# Start of GIVEN DATA
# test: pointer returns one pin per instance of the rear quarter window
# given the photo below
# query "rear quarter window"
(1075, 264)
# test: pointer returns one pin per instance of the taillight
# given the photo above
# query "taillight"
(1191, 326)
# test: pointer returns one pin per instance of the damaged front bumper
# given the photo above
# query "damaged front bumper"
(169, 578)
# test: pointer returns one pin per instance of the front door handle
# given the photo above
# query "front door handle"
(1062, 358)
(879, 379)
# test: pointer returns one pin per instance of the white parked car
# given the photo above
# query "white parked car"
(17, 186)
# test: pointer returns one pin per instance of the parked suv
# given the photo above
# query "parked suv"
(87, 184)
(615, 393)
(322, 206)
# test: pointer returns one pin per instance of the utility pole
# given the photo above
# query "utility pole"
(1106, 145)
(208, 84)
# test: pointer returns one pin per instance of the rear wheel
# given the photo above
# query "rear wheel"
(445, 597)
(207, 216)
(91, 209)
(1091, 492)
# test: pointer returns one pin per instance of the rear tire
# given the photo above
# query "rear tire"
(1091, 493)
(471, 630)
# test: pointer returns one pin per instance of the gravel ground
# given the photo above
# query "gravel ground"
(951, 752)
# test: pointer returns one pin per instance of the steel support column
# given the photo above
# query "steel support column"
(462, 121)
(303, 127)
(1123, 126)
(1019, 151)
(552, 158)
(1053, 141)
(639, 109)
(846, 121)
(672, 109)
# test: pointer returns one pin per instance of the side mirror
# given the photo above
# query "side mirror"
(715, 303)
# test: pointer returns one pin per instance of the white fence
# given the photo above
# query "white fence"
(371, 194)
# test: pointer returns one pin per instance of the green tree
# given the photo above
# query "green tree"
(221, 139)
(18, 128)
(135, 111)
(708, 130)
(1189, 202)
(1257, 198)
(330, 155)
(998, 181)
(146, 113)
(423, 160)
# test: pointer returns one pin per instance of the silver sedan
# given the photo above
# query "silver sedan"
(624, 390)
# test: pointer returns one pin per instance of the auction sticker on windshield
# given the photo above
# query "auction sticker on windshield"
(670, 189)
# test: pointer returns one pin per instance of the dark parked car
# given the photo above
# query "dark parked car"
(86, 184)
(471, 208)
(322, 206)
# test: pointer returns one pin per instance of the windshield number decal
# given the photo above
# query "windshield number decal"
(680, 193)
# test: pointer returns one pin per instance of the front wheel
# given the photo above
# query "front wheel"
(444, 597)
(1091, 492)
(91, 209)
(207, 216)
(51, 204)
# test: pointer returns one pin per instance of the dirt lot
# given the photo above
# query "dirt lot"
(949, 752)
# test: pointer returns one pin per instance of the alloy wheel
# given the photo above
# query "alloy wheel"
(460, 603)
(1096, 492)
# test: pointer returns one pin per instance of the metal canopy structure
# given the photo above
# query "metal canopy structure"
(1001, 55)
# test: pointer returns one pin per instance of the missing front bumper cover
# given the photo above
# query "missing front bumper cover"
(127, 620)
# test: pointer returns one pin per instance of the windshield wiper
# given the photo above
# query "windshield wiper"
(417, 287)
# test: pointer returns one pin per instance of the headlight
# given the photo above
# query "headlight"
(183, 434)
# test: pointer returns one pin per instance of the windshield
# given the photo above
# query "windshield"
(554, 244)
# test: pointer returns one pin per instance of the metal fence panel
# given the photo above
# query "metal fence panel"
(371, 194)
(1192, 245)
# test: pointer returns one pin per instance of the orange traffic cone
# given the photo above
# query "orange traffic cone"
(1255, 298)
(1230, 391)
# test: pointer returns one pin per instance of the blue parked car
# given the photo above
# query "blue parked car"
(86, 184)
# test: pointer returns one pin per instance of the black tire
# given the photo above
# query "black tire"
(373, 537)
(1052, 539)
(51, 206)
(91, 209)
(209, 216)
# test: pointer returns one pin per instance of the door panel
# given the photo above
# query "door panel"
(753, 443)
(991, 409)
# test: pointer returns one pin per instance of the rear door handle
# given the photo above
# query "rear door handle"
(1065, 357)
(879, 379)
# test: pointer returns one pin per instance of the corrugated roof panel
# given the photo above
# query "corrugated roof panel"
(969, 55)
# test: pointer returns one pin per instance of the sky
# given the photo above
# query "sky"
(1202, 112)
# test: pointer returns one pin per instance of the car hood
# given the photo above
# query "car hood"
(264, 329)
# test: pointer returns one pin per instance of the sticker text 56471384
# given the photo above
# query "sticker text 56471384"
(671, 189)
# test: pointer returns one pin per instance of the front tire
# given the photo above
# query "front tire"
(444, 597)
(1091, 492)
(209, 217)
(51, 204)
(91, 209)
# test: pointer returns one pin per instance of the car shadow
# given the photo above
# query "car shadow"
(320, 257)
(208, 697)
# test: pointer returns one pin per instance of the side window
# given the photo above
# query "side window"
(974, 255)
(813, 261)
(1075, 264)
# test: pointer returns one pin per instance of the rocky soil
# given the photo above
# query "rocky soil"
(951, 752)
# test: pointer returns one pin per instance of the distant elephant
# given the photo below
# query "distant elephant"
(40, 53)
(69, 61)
# End of GIVEN DATA
### AIM
Reproduce all the rows above, replacing "pointer" with "locator" wherever it appears and keeping everything else the same.

### FINISHED EXERCISE
# test: locator returns one pin per instance of the rear quarter window
# given the photo below
# query "rear quarter window"
(1075, 264)
# test: locator returns one pin per instance of the taillight
# given the photo above
# query "taillight"
(1191, 326)
# test: locator returns one pin per instance of the damaged front bumper
# given the photo above
# query "damaged front bumper"
(169, 578)
# test: locator returns one pin per instance of the front door handle
# given the photo above
# query "front door handle"
(1062, 358)
(879, 379)
# test: locator returns one pin per instance of the white parked car
# given the photo above
# query "white parked car"
(17, 186)
# test: locator returns one pin per instance of the parked suv
# given the photo above
# query "parked suv"
(87, 184)
(615, 393)
(322, 206)
# test: locator returns one pin per instance of the utility pole
# given the photo above
# query "utility pole"
(1106, 145)
(208, 84)
# test: locator returns one pin per instance of the rear wheel
# given the photo above
# query "rear wheel"
(445, 597)
(207, 216)
(91, 209)
(1091, 492)
# test: locator returns one pin per instance of the rear tire
# given the photo above
# query "rear tire"
(1091, 493)
(471, 630)
# test: locator returns one pin per instance of the gravel ground
# given the photo above
# query "gravel ground"
(951, 752)
# test: locator returns one pin per instance of the steel support column
# given the photo above
# query "steel support column"
(462, 121)
(303, 127)
(1123, 126)
(1019, 151)
(552, 158)
(1053, 141)
(639, 109)
(846, 121)
(672, 109)
# test: locator returns one pin per instance of the side mirror
# given the photo above
# query "side mirror"
(715, 303)
# test: locator returns one pin per instance of the white fence
# given the photo above
# query "white fence"
(371, 194)
# test: locator returns one pin per instance of the green tree
# given the photo above
# query "green tree"
(221, 139)
(18, 128)
(135, 111)
(708, 130)
(1189, 202)
(1257, 198)
(330, 155)
(998, 181)
(146, 113)
(423, 160)
# test: locator returns one pin per instance of the silver sedan
# given the photo above
# query "silver sedan"
(624, 390)
# test: locator returns one pin per instance of the auction sticker on windshield
# given the photo above
# query "auction sticker on windshield"
(670, 189)
# test: locator returns one pin per instance of the dark parked car
# given the photo above
# query "dark parked car"
(86, 184)
(471, 208)
(322, 206)
# test: locator returns one pin per instance of the windshield number decal
# given the photo above
# query "windshield number decal"
(680, 193)
# test: locator returns one pin per instance of the front wheel
# given the photo above
# query "front wheel"
(444, 597)
(1091, 492)
(91, 209)
(207, 216)
(51, 204)
# test: locator returns one pin per instance of the dirt lot
# given the photo above
# query "dirt lot"
(949, 752)
# test: locator returns one pin per instance of the alloy wheel
# given the photo above
# query "alloy wheel"
(460, 603)
(1096, 492)
# test: locator returns one pin per instance of the metal canopy structure
# given the photo above
# query "metal canopy structure"
(1001, 55)
# test: locator returns one pin per instance of the missing front bumper cover
# given the photo above
# query "missing front bumper cover"
(127, 620)
# test: locator returns one pin per instance of the windshield wiper
# given the photo above
# query "windshield wiper"
(417, 287)
# test: locator returns one pin per instance of the headlight
# given the photo above
# query "headlight"
(183, 434)
# test: locator returns one pin per instance of the windshield
# given the photo above
# query "windshield"
(554, 244)
# test: locator returns one pin per instance of the metal fence panel
# given the photo above
# query "metal fence panel"
(371, 194)
(1192, 245)
# test: locator returns one pin per instance of the orange traffic cone
# given the photo above
# query "orange traffic cone"
(1255, 298)
(1230, 391)
# test: locator returns one pin per instance of the blue parked car
# given the photo above
# query "blue parked car"
(86, 184)
# test: locator returns one pin per instance of the black tire
# given the photo above
# query "black tire"
(373, 537)
(1052, 539)
(51, 206)
(91, 209)
(209, 216)
# test: locator returns one pin per instance of the door panel
# given the photo above
# query "door panel"
(753, 443)
(991, 409)
# test: locator returns one pin per instance of the rear door handle
# given the photo above
# query "rear door handle"
(1065, 357)
(879, 379)
# test: locator returns one pin per instance of the corrugated roof panel
# given the photo above
# query "corrugated roof panel"
(969, 55)
# test: locator returns one pin per instance of the sky
# given the photo above
# query "sky"
(1202, 112)
# test: locator returns one pin per instance of the car hood
# given the photo above
# query "car hood"
(264, 329)
# test: locator returns one pin per instance of the sticker text 56471384
# given the photo above
# query "sticker text 56471384"
(671, 189)
# test: locator returns one pin per instance of the front tire
# given the photo above
# query "front tire"
(444, 597)
(1091, 492)
(209, 217)
(51, 204)
(91, 209)
# test: locator returns one pin per instance of the car shadow
# given the photo above
# query "car shadow"
(320, 257)
(208, 697)
# test: locator returns one pin per instance of the side window
# given the photo above
# query "side window"
(974, 255)
(813, 261)
(1075, 264)
# test: locator returns one pin per instance of the rocky soil
# given the photo above
# query "rocky soil"
(951, 752)
# test: locator returns one pin per instance of the distant elephant
# given the photo below
# query "distant elephant"
(40, 53)
(69, 61)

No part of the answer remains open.